● **Extract to read**:
───

/openliveq

This is a python package for NTCIR-13 OpenLiveQ

Primary LanguagePythonMIT LicenseMIT

openliveq

This is a python package for NTCIR-13 OpenLiveQ (http://www.openliveq.net/), and provides the following utilities:

  • Utility classes for handling the OpenLiveQ data
  • Feature extraction (e.g. TF-IDF, BM25, and language model)
  • Some tools for learning to rank by RankLib

Requirements

  • Python 3
  • MeCab

Installation

$ git clone https://github.com/mpkato/openliveq.git
$ cd openliveq
$ python setup.py install

MeCab Installation

MeCab is required to process Japanese texts.

Ubuntu

sudo aptitude install -y mecab libmecab-dev mecab-ipadic-utf8
pip install mecab-python3

An additional dictionary (mecab-ipadic-neologd) can be installed as follows:

git clone --depth 1 https://github.com/neologd/mecab-ipadic-neologd.git
cd mecab-ipadic-neologd && sudo ./bin/install-mecab-ipadic-neologd -y
sudo sed -i 's/^dicdir.*/dicdir=\/usr\/lib\/mecab\/dic\/mecab-ipadic-neologd/g' /etc/mecabrc

Example

This example extracts features from each query-question pair, and applies learning to rank based on relevance estimated by a simple click model.

# install
$ git clone https://github.com/mpkato/openliveq.git
$ cd openliveq
$ python setup.py install

# prepare data (should be provided by the OpenLiveQ organizers)

───

● **Given material**:
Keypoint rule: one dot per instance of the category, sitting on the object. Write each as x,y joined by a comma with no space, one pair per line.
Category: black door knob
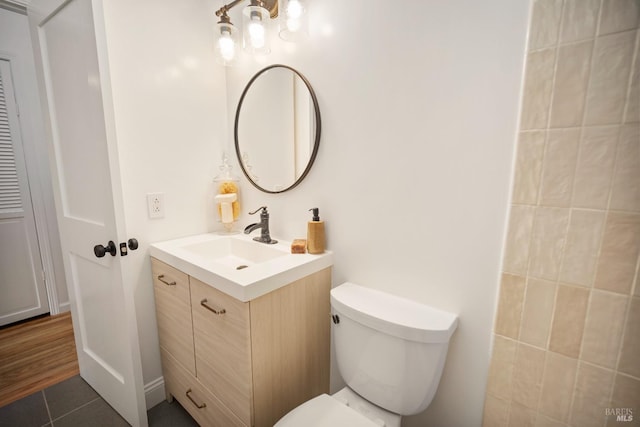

───

● **Things to do**:
1/ Answer the following questions using the openliveq README:
(a) What two requirements does it list?
(b) For what purpose is MeCab required?
(c) In the example, what estimates the relevance on which learning to rank is based?
2/ Write out the part of the openliveq README that opens with the words containing "This example extracts" and closes with "the OpenLiveQ organizers)", without any change.
3/ Resume the openliveq README, starting after its final line.
The data above are separate material and form no part of the openliveq README.

● **Results for each task**:
1/
(a) Python 3 and MeCab.
(b) To process Japanese texts.
(c) A simple click model.

2/
This example extracts features from each query-question pair, and applies learning to rank based on relevance estimated by a simple click model.

# install
$ git clone https://github.com/mpkato/openliveq.git
$ cd openliveq
$ python setup.py install

# prepare data (should be provided by the OpenLiveQ organizers)

3/
$ mkdir data
### copy files ###
$ ls data
OpenLiveQ-clickthrough.tsv    OpenLiveQ-queries-train.tsv
OpenLiveQ-questions-test.tsv  OpenLiveQ-queries-test.tsv    OpenLiveQ-question-data.tsv   OpenLiveQ-questions-train.tsv

# load the data into a SQLite3 database
$ openliveq load data/OpenLiveQ-question-data.tsv \
> data/OpenLiveQ-clickthrough.tsv

    question_file:     data/OpenLiveQ-question-data.tsv
    clickthrough_file: data/OpenLiveQ-clickthrough.tsv

1967274 questions loaded
440163 clickthroughs loaded

# data validation
$ openliveq valdb
DB Validation
OK

# file validation
$ openliveq valfiles data
File Validation
data/OpenLiveQ-queries-train.tsv
data/OpenLiveQ-queries-test.tsv
data/OpenLiveQ-questions-train.tsv
data/OpenLiveQ-questions-test.tsv
OK

# parse the entire collection to obtain some statistics such as DF
$ openliveq parse data/OpenLiveQ-collection.json

output_file:         collection.json

...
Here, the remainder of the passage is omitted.